* _AIM OF THE TASK_
Render the entries below as a two-column CSV with the headers "instruction" and "response", one row per entry, with each entry's request in the first column and its answer in the second. Enclose each field in double quotes, replace any line breaks with spaces, and omit the pictures.

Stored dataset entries
□ □ □
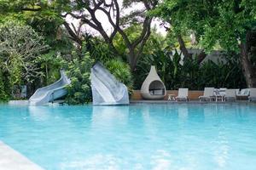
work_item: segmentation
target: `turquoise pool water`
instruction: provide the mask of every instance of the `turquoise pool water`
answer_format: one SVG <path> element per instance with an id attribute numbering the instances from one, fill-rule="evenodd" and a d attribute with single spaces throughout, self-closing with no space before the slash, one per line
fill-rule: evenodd
<path id="1" fill-rule="evenodd" d="M 0 140 L 50 170 L 255 170 L 256 105 L 0 105 Z"/>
□ □ □
* _ANSWER TO THE TASK_
instruction,response
"work_item: segmentation target: `turquoise pool water` instruction: provide the mask of every instance of the `turquoise pool water` answer_format: one SVG <path> element per instance with an id attribute numbering the instances from one, fill-rule=""evenodd"" and a d attribute with single spaces throughout, self-closing with no space before the slash, one per line fill-rule: evenodd","<path id=""1"" fill-rule=""evenodd"" d=""M 0 140 L 50 170 L 255 170 L 256 105 L 0 105 Z""/>"